> _Activity_: Restate each record exactly as it was written.

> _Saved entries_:
((
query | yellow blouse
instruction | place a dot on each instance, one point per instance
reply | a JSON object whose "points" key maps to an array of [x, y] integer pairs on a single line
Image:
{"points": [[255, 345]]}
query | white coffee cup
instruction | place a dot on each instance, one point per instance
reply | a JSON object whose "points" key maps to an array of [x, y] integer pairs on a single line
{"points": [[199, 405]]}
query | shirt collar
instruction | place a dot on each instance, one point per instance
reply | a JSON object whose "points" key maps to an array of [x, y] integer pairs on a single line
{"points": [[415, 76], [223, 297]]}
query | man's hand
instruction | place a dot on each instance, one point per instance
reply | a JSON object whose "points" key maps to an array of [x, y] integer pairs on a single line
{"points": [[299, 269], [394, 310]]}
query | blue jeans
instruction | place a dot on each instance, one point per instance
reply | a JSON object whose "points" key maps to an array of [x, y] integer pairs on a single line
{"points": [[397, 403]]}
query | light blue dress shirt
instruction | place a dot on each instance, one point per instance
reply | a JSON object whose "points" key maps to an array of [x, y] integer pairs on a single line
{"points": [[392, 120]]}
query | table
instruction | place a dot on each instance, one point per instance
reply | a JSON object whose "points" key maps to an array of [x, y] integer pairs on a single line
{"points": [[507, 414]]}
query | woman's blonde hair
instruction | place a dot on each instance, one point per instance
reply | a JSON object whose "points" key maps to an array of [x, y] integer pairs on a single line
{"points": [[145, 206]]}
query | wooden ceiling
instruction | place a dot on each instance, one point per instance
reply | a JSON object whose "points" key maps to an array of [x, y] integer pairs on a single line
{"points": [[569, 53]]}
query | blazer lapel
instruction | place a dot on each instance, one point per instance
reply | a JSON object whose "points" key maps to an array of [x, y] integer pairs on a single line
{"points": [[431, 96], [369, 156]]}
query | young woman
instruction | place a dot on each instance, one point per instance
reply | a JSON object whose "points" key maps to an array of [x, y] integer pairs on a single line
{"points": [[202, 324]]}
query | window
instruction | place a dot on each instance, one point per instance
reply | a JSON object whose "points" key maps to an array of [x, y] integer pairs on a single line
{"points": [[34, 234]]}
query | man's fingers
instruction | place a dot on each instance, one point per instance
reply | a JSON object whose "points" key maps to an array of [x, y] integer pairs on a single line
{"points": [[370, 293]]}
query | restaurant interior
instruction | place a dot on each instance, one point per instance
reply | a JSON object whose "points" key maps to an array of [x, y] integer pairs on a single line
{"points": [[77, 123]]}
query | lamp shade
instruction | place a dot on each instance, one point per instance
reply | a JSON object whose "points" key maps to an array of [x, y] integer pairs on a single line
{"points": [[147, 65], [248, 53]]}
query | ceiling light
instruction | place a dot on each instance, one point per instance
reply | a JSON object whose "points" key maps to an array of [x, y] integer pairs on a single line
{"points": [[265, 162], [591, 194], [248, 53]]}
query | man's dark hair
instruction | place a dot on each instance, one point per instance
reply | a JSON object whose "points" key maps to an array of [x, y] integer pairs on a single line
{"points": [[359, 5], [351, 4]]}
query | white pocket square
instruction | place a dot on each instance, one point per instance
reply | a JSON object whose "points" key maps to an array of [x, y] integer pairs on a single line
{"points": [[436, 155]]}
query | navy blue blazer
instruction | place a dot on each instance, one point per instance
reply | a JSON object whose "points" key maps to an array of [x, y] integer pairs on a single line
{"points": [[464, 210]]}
))
> _Exercise result_:
query | yellow blouse
instruction | place a dot on each instance, one point per instance
reply | a JSON object whose "points" key maps to an array of [x, y] integer pairs on a single line
Image:
{"points": [[255, 345]]}
query | white coffee cup
instruction | place a dot on each instance, one point per instance
reply | a JSON object whose "points" key maps to an array of [x, y] integer pairs on a single line
{"points": [[199, 405]]}
query | shirt collar
instruction | place a dot on each instance, one point per instance
reply | a JSON object whose "points" key maps to an array of [x, y] integer pairs on a single line
{"points": [[415, 76], [223, 297]]}
query | man's hand
instruction | place a dot on each instance, one point per instance
reply | a JSON object whose "points" key maps to an array of [x, y] integer pairs on a single line
{"points": [[299, 269], [394, 310]]}
query | blue jeans
instruction | place a dot on each instance, one point per instance
reply | a JSON object whose "points" key maps to an array of [x, y] integer pairs on a single line
{"points": [[397, 403]]}
query | light blue dress shirt
instruction | place a dot on each instance, one point per instance
reply | a JSON object whose "points" key maps to an array of [x, y] integer pairs on a single line
{"points": [[392, 120]]}
query | table
instruction | place a dot on each instance, one point per instance
reply | a JSON object whose "points" key maps to an array of [x, y] integer pairs on a single line
{"points": [[507, 414]]}
query | woman's blonde hair
instruction | place a dot on each instance, one point per instance
reply | a JSON object whose "points" key maps to an array of [x, y] integer pairs on a single line
{"points": [[145, 206]]}
query | wooden ceiling
instruction | place a dot on each instance, one point per instance
reply | a JSON object whose "points" key maps to an array of [x, y] integer pairs on a single line
{"points": [[569, 53]]}
query | blazer lapel
instruction | place a dot on each instance, one point per instance
reply | a JSON object whose "points" key maps to an array of [x, y] integer pairs on a single line
{"points": [[431, 96], [369, 156]]}
query | young woman
instruction | place a dot on each instance, one point per instance
reply | a JSON object whose "points" key maps to an array of [x, y] integer pairs on a single line
{"points": [[202, 324]]}
query | window
instruction | place a dot on each instance, one point per instance
reply | a JSON object whose "points" key maps to an array of [x, y] integer pairs on a single line
{"points": [[34, 234]]}
query | man's fingers
instruction | place a dot on each instance, one point per instance
reply | a JSON object whose "points" key maps to an array of [x, y] integer pairs on a single line
{"points": [[370, 293]]}
query | restaurant interior
instruction | place a dot on each instance, one point per instance
reply | a JSON object whose "points" key maps to an array of [x, y] integer pairs on a single line
{"points": [[77, 123]]}
query | lamp shade
instruction | place a dot on each instance, one point per instance
reply | a JSON object whose "points" key maps to an array of [x, y] integer pairs on a single line
{"points": [[147, 65], [248, 53]]}
query | ceiling light
instruction | place a dot on each instance, one point per instance
reply | a JSON object whose "points" key maps to an array of [x, y] integer pairs on a single line
{"points": [[265, 162], [591, 194], [248, 53]]}
query | man's dark hair
instruction | place a dot on each instance, one point per instance
reply | a JSON object whose "points" key maps to an array of [x, y] integer pairs on a single line
{"points": [[359, 5], [351, 4]]}
query | white pocket square
instruction | place a dot on each instance, one point per instance
reply | a JSON object whose "points" key maps to an array of [x, y] integer pairs on a single line
{"points": [[436, 155]]}
query | navy blue blazer
instruction | place a dot on each instance, one point per instance
reply | a JSON object whose "points" key maps to an array of [x, y] integer pairs on a single line
{"points": [[464, 210]]}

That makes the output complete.